Written exercise:
Transcribe the online dating post below, starting at "So then my excitement" and ending at "Girls would do.".

Passage shown:
So, I think, what the hell. I'll email him and see if anything comes of it. He responds promptly. His email is spectacular. It's also adorable, smart, funny and well written which, in the world of internet dating, is the fucking holy grail. He SAID things about his life and made OBSERVATIONS about the world. He related a few funny stories and conveyed a positive outlook on dating in general. So, I responded in kind, telling him about some strange and funny things that happened to me this weekend and giving a bit more information about me. He responded AGAIN with an even longer email which asked really great questions about me and my profile and told me that my dog is "cute as hell."

Now, anyone who knows me will tell you that Corby, my beagle, is the gatekeeper to my heart. If Corby doesn't like you, you're not getting anywhere. So, the fact that he brought up the dog unprompted and said he was really really cute was a big deal.

So everything is great! Right? Maybe.

Here's the thing with the email. Many men who are able to email in this way are totally different people when you meet them. As if they only create a personality in writing and otherwise don't have much of one whatsoever. It's always a huge disappointment because you get so excited about the possibility of this person being really great and then your hopes are completely squashed by the void left when their keyboard is taken from them.

However....

He's already proposed a date. HUGE. Some guys don't ask you out for ages.

Also....

He made two suggestions for the date. GIGANTIC. Most guys just ask "well, what do YOU want to do" rather than actually putting some thought into the matter.

Furthermore...

His suggestions were GOOD! His first was dinner/drinks/midnight movie at the Music Box which is... wait for it... ALIENS. Hilarious! His second suggestion was seeing the new exhibit at the MCA which is one of my favorite places in the entire city. I got all tingly just reading these suggestions.


So then my excitement shut down. This happens occasionally when my subconscious is trying to protect me from something that may or may not be (in this case, a guy who seems great in email but could be a big nothing) and becomes a bit overactive in times of breakup. So, I'm going to keep emailing with the graphic designer and see how it goes. I'm going to try to stay excited and not let my current, somewhat wounded state get in my way. I'm gonna pick up those Sex and the City colored glasses and move on.... which is just what the Girls would do.

Data records:

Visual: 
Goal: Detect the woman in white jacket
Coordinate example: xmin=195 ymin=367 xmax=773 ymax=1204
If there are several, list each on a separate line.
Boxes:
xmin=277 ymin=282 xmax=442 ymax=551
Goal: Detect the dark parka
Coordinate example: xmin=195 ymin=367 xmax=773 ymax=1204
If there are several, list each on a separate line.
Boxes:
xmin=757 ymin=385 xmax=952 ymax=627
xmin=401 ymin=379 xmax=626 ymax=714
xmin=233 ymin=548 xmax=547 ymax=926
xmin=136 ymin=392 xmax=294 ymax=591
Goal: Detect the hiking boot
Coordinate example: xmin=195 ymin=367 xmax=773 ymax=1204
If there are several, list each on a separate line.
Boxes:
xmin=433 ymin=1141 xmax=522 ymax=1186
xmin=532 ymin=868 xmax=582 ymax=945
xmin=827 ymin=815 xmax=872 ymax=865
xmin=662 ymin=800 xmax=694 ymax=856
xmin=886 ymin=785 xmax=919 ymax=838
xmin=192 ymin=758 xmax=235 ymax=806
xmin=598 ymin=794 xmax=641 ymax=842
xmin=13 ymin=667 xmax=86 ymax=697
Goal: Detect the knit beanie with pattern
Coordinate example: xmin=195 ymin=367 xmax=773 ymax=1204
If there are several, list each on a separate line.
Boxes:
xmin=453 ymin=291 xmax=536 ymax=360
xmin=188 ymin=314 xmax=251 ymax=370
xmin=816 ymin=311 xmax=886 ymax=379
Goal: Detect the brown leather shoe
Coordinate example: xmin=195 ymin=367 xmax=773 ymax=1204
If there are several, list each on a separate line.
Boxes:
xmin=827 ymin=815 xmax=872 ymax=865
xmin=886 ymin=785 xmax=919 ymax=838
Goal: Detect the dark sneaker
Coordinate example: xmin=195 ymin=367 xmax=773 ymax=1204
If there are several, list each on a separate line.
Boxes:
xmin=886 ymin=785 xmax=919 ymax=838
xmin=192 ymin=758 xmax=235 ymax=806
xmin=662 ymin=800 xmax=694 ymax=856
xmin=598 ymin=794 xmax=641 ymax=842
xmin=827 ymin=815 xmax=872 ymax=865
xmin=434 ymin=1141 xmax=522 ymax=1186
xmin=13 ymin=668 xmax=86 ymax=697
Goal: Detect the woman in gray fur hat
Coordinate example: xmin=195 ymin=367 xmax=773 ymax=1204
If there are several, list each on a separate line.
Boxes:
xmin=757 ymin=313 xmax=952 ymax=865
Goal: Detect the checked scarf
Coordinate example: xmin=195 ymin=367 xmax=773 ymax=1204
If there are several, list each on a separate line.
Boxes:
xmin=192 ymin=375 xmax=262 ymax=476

Task output:
So then my excitement shut down. This happens occasionally when my subconscious is trying to protect me from something that may or may not be (in this case, a guy who seems great in email but could be a big nothing) and becomes a bit overactive in times of breakup. So, I'm going to keep emailing with the graphic designer and see how it goes. I'm going to try to stay excited and not let my current, somewhat wounded state get in my way. I'm gonna pick up those Sex and the City colored glasses and move on.... which is just what the Girls would do.